Copy all of the data below verbatim, without changing, adding, or leaving out anything.

━━━━━━━━━━━━━━━━━━━━

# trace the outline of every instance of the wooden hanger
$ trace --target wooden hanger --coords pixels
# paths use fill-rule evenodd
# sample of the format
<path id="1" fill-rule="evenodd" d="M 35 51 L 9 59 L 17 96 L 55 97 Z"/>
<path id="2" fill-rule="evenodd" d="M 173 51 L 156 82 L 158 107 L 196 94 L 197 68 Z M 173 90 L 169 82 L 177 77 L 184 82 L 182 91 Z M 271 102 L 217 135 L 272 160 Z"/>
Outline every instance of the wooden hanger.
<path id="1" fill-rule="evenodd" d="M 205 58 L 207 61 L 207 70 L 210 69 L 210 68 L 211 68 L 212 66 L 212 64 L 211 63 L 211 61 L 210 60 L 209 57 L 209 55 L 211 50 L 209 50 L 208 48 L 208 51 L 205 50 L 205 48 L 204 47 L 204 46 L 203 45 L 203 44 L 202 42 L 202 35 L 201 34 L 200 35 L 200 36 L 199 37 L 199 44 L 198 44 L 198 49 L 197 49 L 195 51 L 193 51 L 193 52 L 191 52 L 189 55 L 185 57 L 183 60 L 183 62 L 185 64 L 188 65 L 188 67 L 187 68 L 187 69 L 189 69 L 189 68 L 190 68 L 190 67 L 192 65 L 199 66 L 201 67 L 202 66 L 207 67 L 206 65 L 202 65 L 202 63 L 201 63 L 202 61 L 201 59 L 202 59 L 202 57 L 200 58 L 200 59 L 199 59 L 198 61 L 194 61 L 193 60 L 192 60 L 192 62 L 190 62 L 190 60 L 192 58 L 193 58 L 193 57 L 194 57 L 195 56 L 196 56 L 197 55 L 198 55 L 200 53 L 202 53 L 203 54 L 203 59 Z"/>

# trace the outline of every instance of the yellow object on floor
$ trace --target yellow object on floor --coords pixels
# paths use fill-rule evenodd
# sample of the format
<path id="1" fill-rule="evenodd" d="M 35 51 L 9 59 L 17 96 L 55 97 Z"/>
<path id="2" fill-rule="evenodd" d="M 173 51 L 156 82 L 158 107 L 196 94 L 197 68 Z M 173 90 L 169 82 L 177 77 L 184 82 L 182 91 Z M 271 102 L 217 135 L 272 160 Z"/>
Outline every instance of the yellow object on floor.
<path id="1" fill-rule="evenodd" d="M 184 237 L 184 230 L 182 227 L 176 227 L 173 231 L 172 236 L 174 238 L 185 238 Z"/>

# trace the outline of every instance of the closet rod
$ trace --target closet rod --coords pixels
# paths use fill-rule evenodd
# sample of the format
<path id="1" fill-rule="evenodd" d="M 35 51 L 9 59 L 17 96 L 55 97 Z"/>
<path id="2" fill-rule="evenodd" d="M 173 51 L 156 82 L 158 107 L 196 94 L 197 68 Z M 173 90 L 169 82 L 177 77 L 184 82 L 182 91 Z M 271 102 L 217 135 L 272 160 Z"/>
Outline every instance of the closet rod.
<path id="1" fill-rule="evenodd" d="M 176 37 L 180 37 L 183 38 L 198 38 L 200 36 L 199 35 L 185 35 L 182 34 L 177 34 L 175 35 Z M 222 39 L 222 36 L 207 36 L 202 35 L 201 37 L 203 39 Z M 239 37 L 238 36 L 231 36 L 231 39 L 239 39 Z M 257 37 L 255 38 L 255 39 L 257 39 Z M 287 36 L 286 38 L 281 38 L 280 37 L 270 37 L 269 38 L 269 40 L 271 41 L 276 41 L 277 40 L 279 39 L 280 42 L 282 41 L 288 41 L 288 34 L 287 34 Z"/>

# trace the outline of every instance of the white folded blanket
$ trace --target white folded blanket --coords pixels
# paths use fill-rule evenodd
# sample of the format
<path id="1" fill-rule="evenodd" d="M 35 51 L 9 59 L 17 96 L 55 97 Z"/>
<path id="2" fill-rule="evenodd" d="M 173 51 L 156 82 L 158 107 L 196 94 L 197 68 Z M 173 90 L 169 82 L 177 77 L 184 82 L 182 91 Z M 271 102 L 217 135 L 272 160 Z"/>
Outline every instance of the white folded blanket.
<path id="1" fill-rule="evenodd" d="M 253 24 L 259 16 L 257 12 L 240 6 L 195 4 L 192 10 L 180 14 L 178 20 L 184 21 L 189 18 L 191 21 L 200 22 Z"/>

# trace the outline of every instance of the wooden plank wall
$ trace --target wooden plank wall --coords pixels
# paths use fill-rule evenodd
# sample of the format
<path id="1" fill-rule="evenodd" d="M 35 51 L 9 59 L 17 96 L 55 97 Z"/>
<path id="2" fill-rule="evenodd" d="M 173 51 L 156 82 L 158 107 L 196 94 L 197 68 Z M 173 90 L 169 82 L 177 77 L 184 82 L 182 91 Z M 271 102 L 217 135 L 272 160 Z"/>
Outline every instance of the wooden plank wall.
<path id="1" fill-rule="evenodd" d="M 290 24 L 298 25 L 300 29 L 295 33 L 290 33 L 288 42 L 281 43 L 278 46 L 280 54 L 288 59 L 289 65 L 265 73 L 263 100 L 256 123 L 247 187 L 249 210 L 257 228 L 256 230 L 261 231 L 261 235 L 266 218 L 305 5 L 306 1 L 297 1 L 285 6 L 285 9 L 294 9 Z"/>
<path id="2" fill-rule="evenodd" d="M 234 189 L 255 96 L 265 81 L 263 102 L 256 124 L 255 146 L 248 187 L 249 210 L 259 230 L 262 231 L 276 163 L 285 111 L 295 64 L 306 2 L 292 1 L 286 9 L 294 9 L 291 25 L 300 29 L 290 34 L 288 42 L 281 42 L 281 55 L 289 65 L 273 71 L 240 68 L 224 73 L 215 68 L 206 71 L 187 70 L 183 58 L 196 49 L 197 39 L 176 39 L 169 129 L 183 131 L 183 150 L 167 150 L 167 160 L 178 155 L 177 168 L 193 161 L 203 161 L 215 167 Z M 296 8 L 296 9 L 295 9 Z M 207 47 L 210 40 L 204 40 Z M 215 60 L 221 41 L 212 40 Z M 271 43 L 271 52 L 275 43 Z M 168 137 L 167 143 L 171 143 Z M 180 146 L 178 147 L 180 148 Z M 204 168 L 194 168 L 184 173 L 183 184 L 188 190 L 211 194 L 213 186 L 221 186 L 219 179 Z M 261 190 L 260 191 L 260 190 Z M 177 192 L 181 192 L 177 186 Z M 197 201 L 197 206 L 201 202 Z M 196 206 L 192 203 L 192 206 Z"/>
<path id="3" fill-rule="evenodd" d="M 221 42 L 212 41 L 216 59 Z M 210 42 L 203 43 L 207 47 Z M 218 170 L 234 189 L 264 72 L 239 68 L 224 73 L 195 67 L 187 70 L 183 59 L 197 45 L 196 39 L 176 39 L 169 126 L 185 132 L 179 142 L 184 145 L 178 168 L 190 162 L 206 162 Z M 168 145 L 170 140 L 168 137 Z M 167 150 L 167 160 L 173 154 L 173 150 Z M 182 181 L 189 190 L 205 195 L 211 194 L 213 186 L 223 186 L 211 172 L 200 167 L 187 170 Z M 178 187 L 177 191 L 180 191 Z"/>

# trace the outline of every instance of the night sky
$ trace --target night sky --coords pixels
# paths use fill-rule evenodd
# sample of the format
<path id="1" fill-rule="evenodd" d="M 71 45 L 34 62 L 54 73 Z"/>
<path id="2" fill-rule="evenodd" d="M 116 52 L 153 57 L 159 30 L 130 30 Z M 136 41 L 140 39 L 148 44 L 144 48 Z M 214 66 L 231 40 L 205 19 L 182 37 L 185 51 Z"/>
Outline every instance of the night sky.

━━━━━━━━━━━━━━━━━━━━

SOLUTION:
# trace the outline of every instance of the wooden hanger
$ trace --target wooden hanger --coords pixels
# paths use fill-rule evenodd
# sample of the format
<path id="1" fill-rule="evenodd" d="M 35 51 L 9 59 L 17 96 L 55 97 Z"/>
<path id="2" fill-rule="evenodd" d="M 173 51 L 156 82 L 158 107 L 196 94 L 197 68 Z M 173 90 L 169 82 L 177 77 L 184 82 L 182 91 Z M 271 102 L 217 135 L 272 160 Z"/>
Outline every instance of the wooden hanger.
<path id="1" fill-rule="evenodd" d="M 205 58 L 207 61 L 207 70 L 210 69 L 210 68 L 211 68 L 212 66 L 212 64 L 211 63 L 211 61 L 210 60 L 209 57 L 209 55 L 211 50 L 209 50 L 208 48 L 208 51 L 205 50 L 205 48 L 204 47 L 204 46 L 203 45 L 203 44 L 202 42 L 202 35 L 201 34 L 200 35 L 200 36 L 199 37 L 199 44 L 198 44 L 198 49 L 197 49 L 195 51 L 193 51 L 193 52 L 191 52 L 189 55 L 185 57 L 183 60 L 183 62 L 185 64 L 188 65 L 188 67 L 187 68 L 187 69 L 189 69 L 189 68 L 190 68 L 190 67 L 192 65 L 199 66 L 201 67 L 202 66 L 207 67 L 206 65 L 202 65 L 202 63 L 201 63 L 202 61 L 201 59 L 202 59 L 202 57 L 200 58 L 200 59 L 199 59 L 198 61 L 194 61 L 193 60 L 192 60 L 192 62 L 190 62 L 190 60 L 192 58 L 193 58 L 193 57 L 194 57 L 195 56 L 196 56 L 197 55 L 198 55 L 200 53 L 202 53 L 203 54 L 203 59 Z"/>

# trace the outline of every instance of the yellow object on floor
$ trace --target yellow object on floor --coords pixels
# paths use fill-rule evenodd
# sample of the format
<path id="1" fill-rule="evenodd" d="M 35 51 L 9 59 L 17 96 L 55 97 Z"/>
<path id="2" fill-rule="evenodd" d="M 173 51 L 156 82 L 158 107 L 196 94 L 197 68 Z M 173 90 L 169 82 L 177 77 L 184 82 L 182 91 Z M 271 102 L 217 135 L 272 160 Z"/>
Outline every instance of the yellow object on floor.
<path id="1" fill-rule="evenodd" d="M 184 237 L 184 230 L 182 227 L 176 227 L 173 231 L 172 236 L 174 238 L 185 238 Z"/>

# trace the outline of every instance of the closet rod
$ trace --target closet rod --coords pixels
# paths use fill-rule evenodd
# sample of the format
<path id="1" fill-rule="evenodd" d="M 35 51 L 9 59 L 17 96 L 55 97 Z"/>
<path id="2" fill-rule="evenodd" d="M 173 51 L 156 82 L 158 107 L 196 94 L 197 68 Z M 173 90 L 169 82 L 177 77 L 184 82 L 182 91 Z M 271 102 L 217 135 L 272 160 Z"/>
Outline every instance of the closet rod.
<path id="1" fill-rule="evenodd" d="M 176 37 L 180 37 L 183 38 L 198 38 L 200 36 L 199 35 L 185 35 L 182 34 L 177 34 L 175 35 Z M 222 39 L 222 36 L 207 36 L 202 35 L 201 37 L 203 39 Z M 239 37 L 238 36 L 231 36 L 231 39 L 239 39 Z M 257 37 L 255 38 L 255 39 L 257 39 Z M 287 36 L 286 38 L 281 38 L 280 37 L 270 37 L 269 38 L 269 40 L 271 41 L 276 41 L 277 40 L 279 39 L 280 42 L 282 41 L 288 41 L 288 34 L 287 34 Z"/>

# trace the outline of every instance of the white folded blanket
$ trace --target white folded blanket --coords pixels
# paths use fill-rule evenodd
# sample of the format
<path id="1" fill-rule="evenodd" d="M 35 51 L 9 59 L 17 96 L 55 97 Z"/>
<path id="2" fill-rule="evenodd" d="M 173 51 L 156 82 L 158 107 L 196 94 L 197 68 Z M 173 90 L 169 82 L 177 77 L 184 82 L 182 91 Z M 271 102 L 217 135 L 272 160 Z"/>
Outline every instance of the white folded blanket.
<path id="1" fill-rule="evenodd" d="M 253 24 L 259 16 L 257 12 L 240 6 L 195 4 L 192 10 L 180 14 L 178 20 L 184 21 L 189 18 L 191 21 L 200 22 Z"/>

# trace the outline of every instance of the wooden plank wall
$ trace --target wooden plank wall --coords pixels
# paths use fill-rule evenodd
# sample of the format
<path id="1" fill-rule="evenodd" d="M 35 51 L 9 59 L 17 96 L 55 97 Z"/>
<path id="2" fill-rule="evenodd" d="M 173 51 L 156 82 L 158 107 L 196 94 L 197 68 Z M 173 90 L 169 82 L 177 77 L 184 82 L 182 91 Z M 271 102 L 217 135 L 272 160 Z"/>
Outline every instance of the wooden plank wall.
<path id="1" fill-rule="evenodd" d="M 290 24 L 298 25 L 300 29 L 295 33 L 290 33 L 288 42 L 281 43 L 278 46 L 280 54 L 288 59 L 289 65 L 265 73 L 263 100 L 256 123 L 247 187 L 249 210 L 257 228 L 256 230 L 261 231 L 261 235 L 266 218 L 305 5 L 306 1 L 297 1 L 285 6 L 285 9 L 294 9 Z"/>
<path id="2" fill-rule="evenodd" d="M 234 189 L 255 96 L 265 81 L 263 102 L 256 124 L 255 146 L 248 187 L 249 210 L 259 230 L 262 231 L 276 163 L 285 111 L 295 64 L 306 2 L 292 1 L 286 9 L 294 9 L 291 25 L 300 29 L 290 34 L 288 42 L 281 42 L 281 55 L 289 65 L 273 71 L 240 68 L 224 73 L 215 68 L 206 71 L 187 70 L 183 58 L 196 49 L 197 39 L 176 39 L 169 129 L 183 131 L 183 150 L 167 150 L 167 160 L 178 155 L 177 168 L 193 161 L 203 161 L 215 167 Z M 296 8 L 296 9 L 295 9 Z M 207 47 L 210 40 L 204 40 Z M 215 60 L 221 41 L 212 40 Z M 271 43 L 271 52 L 275 43 Z M 168 137 L 167 143 L 171 143 Z M 180 146 L 178 147 L 180 148 Z M 204 168 L 194 168 L 184 173 L 183 184 L 188 190 L 211 194 L 213 186 L 221 186 L 219 179 Z M 261 190 L 260 191 L 260 190 Z M 177 192 L 181 192 L 177 186 Z M 197 201 L 197 206 L 201 202 Z M 196 206 L 192 203 L 192 206 Z"/>
<path id="3" fill-rule="evenodd" d="M 221 42 L 212 41 L 216 59 Z M 210 42 L 203 43 L 207 47 Z M 218 170 L 234 189 L 264 72 L 239 68 L 224 73 L 195 67 L 187 70 L 183 59 L 197 45 L 196 39 L 176 39 L 169 126 L 185 132 L 179 142 L 184 145 L 178 168 L 190 162 L 206 162 Z M 168 145 L 170 140 L 168 137 Z M 167 150 L 167 160 L 173 154 L 173 150 Z M 182 181 L 189 190 L 205 195 L 211 194 L 213 186 L 223 186 L 211 172 L 200 167 L 187 170 Z M 178 187 L 177 191 L 180 191 Z"/>

# trace the outline of every instance of the night sky
$ trace --target night sky --coords pixels
# paths use fill-rule evenodd
# sample of the format
<path id="1" fill-rule="evenodd" d="M 71 45 L 34 62 L 54 73 Z"/>
<path id="2" fill-rule="evenodd" d="M 116 52 L 153 57 L 159 30 L 130 30 Z M 136 41 L 140 39 L 148 44 L 144 48 Z M 214 66 L 231 40 L 205 19 L 182 37 L 185 51 Z"/>
Outline every instance of the night sky.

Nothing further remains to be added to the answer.